## begin PROVIDED PASSAGE

I posted another story below this about the UN screwing the pooch on Afghanistan as well, when they sacked Peter Galbraith for speaking truth to power about the elections there.
But the real star of this post, is the UN and their criminal work in the Congo. I say criminal, because to sit there and allow these rapes and murders to happen, while standing there with a gun in your hand and calling yourself a peacekeeper, is beyond just incompetence–it is criminal. What happened to the Responsibility to Protect? How do you allow this to continue and say that it is ok, while in the same breath calling yourselves peacekeepers? Some heads need to roll on this one, and some top leadership needs to be held accountable. Or better yet, hire some professionals to do the job right, or don’t do the job at all.-Matt
——————————————————————
UN’s Congo operation under scrutiny
By Harvey Morris at the United Nations
Published: October 18 2009 23:15 | Last updated: October 18 2009 23:15
The strategy of the United Nations’ biggest peacekeeping force is under scrutiny following reports that government forces it is supporting in the Democratic Republic of the Congo have used wide-scale rape and murder as weapons of war.

## end PROVIDED PASSAGE
## begin RECORDS

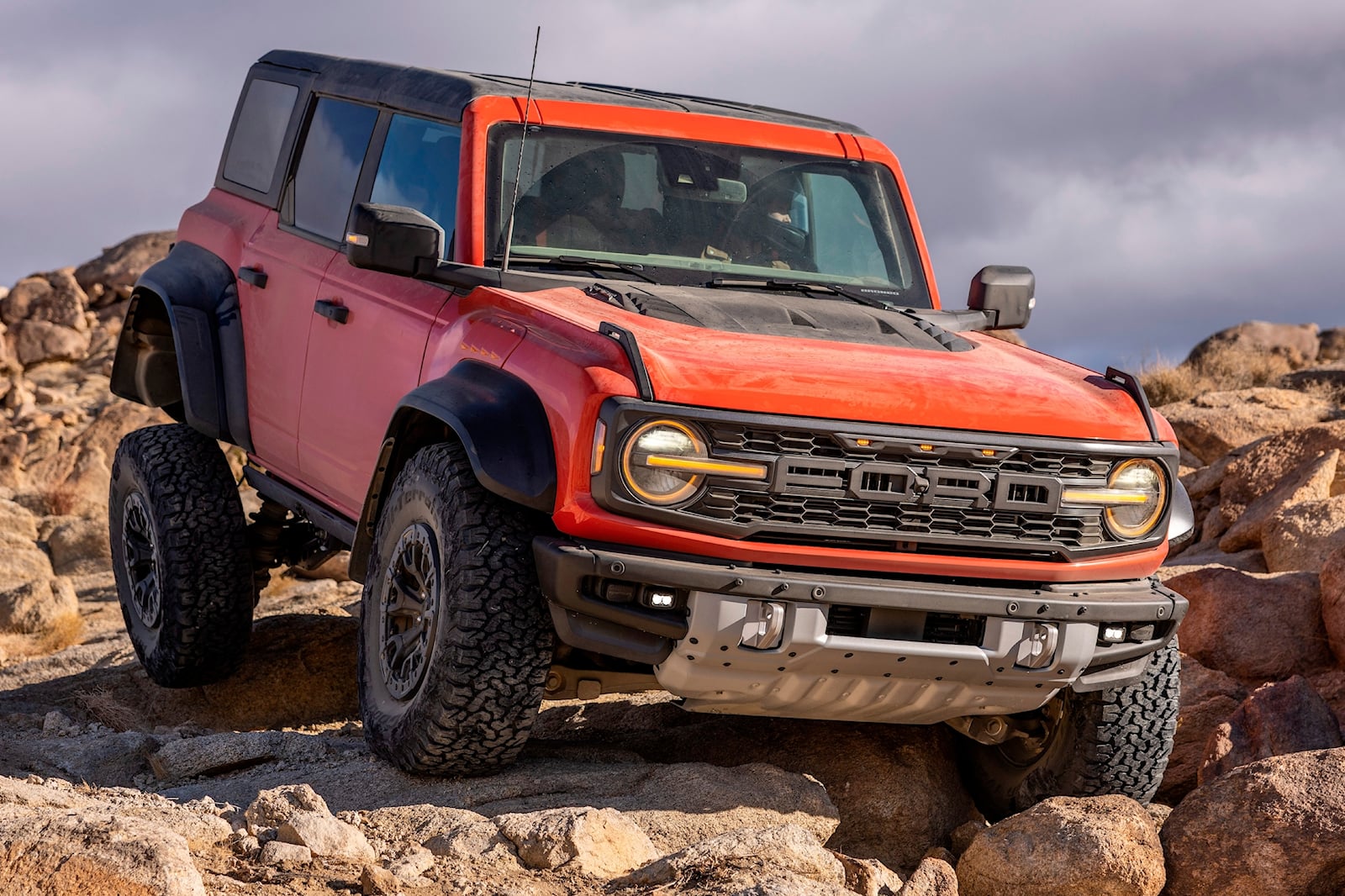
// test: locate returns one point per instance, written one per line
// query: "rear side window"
(329, 166)
(259, 134)
(419, 170)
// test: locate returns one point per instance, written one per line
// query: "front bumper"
(845, 646)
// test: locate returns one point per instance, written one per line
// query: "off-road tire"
(179, 555)
(466, 703)
(1107, 741)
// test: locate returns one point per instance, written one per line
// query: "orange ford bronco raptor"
(609, 389)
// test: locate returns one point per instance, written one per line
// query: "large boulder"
(598, 842)
(1208, 697)
(1305, 535)
(54, 298)
(1271, 828)
(1255, 627)
(783, 848)
(111, 276)
(1263, 466)
(1311, 481)
(1295, 343)
(1275, 719)
(1214, 424)
(54, 851)
(1067, 846)
(1332, 580)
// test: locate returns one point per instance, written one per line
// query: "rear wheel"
(456, 640)
(1107, 741)
(179, 555)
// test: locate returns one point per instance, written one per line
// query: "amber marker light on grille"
(715, 467)
(599, 448)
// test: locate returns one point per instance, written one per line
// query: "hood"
(817, 356)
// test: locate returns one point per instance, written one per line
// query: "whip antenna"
(518, 171)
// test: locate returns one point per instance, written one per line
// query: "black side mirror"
(394, 240)
(1005, 293)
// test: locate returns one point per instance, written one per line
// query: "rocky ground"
(264, 784)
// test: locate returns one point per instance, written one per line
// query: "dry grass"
(65, 631)
(1221, 370)
(104, 707)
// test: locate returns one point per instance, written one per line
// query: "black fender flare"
(502, 425)
(195, 293)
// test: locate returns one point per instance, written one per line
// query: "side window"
(842, 233)
(255, 148)
(329, 166)
(419, 170)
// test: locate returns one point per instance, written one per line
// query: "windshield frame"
(899, 244)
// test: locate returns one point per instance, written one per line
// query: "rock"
(18, 519)
(111, 276)
(1331, 345)
(932, 878)
(1332, 580)
(53, 851)
(279, 853)
(1311, 481)
(1316, 378)
(225, 752)
(1277, 719)
(898, 788)
(1305, 535)
(40, 340)
(783, 848)
(378, 882)
(1067, 845)
(869, 876)
(80, 546)
(1254, 627)
(38, 606)
(54, 298)
(1214, 424)
(599, 842)
(275, 806)
(1208, 698)
(20, 561)
(1262, 467)
(412, 864)
(475, 841)
(1271, 828)
(326, 835)
(1297, 343)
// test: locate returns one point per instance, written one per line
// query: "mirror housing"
(394, 240)
(1005, 293)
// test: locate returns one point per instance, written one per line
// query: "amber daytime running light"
(1133, 501)
(665, 461)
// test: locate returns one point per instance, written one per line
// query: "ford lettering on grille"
(898, 483)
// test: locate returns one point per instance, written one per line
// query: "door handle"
(255, 276)
(330, 309)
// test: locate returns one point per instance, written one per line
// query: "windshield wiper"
(804, 287)
(583, 262)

## end RECORDS

● TASK DETAILS:
Copy out the Congo peacekeeping post above in full, word for word, from start to finish.

● EXERCISE RESULT:
I posted another story below this about the UN screwing the pooch on Afghanistan as well, when they sacked Peter Galbraith for speaking truth to power about the elections there.
But the real star of this post, is the UN and their criminal work in the Congo. I say criminal, because to sit there and allow these rapes and murders to happen, while standing there with a gun in your hand and calling yourself a peacekeeper, is beyond just incompetence–it is criminal. What happened to the Responsibility to Protect? How do you allow this to continue and say that it is ok, while in the same breath calling yourselves peacekeepers? Some heads need to roll on this one, and some top leadership needs to be held accountable. Or better yet, hire some professionals to do the job right, or don’t do the job at all.-Matt
——————————————————————
UN’s Congo operation under scrutiny
By Harvey Morris at the United Nations
Published: October 18 2009 23:15 | Last updated: October 18 2009 23:15
The strategy of the United Nations’ biggest peacekeeping force is under scrutiny following reports that government forces it is supporting in the Democratic Republic of the Congo have used wide-scale rape and murder as weapons of war.